Items from a data source
----
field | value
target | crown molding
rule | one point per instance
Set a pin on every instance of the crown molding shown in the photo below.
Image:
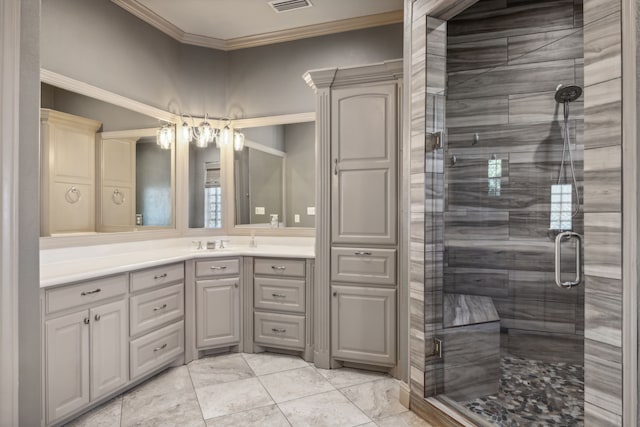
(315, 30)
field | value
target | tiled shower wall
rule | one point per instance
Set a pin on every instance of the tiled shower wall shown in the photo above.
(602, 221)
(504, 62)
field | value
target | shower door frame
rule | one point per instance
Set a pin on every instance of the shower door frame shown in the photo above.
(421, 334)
----
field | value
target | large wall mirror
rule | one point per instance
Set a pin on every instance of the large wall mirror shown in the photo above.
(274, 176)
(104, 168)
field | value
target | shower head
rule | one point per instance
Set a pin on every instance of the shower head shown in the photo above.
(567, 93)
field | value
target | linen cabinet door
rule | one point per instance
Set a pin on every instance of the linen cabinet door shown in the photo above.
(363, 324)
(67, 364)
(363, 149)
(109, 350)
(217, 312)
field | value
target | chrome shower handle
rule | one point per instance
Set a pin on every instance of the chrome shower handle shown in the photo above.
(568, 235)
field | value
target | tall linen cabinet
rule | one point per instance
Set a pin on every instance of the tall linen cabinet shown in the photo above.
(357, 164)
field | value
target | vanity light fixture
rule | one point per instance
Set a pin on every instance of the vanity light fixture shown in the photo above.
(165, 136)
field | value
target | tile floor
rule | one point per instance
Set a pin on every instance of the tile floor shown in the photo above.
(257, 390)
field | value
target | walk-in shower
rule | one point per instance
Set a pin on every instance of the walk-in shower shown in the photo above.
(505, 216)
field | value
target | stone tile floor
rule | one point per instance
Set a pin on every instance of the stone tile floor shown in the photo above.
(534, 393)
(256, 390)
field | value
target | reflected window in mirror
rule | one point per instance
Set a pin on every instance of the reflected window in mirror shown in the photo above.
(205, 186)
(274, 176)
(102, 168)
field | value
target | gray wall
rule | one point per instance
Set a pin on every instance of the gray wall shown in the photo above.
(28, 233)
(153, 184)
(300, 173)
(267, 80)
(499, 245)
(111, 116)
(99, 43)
----
- [Request] Return each line of the items above that contains the string "linen". Case counts.

- [Written reply]
target | linen cabinet door
Set a pin on every instance of the linen cabinet door shown in the photo above.
target | tall linen cabinet
Set a pin on every instance of the tall linen cabinet shown in the photo above.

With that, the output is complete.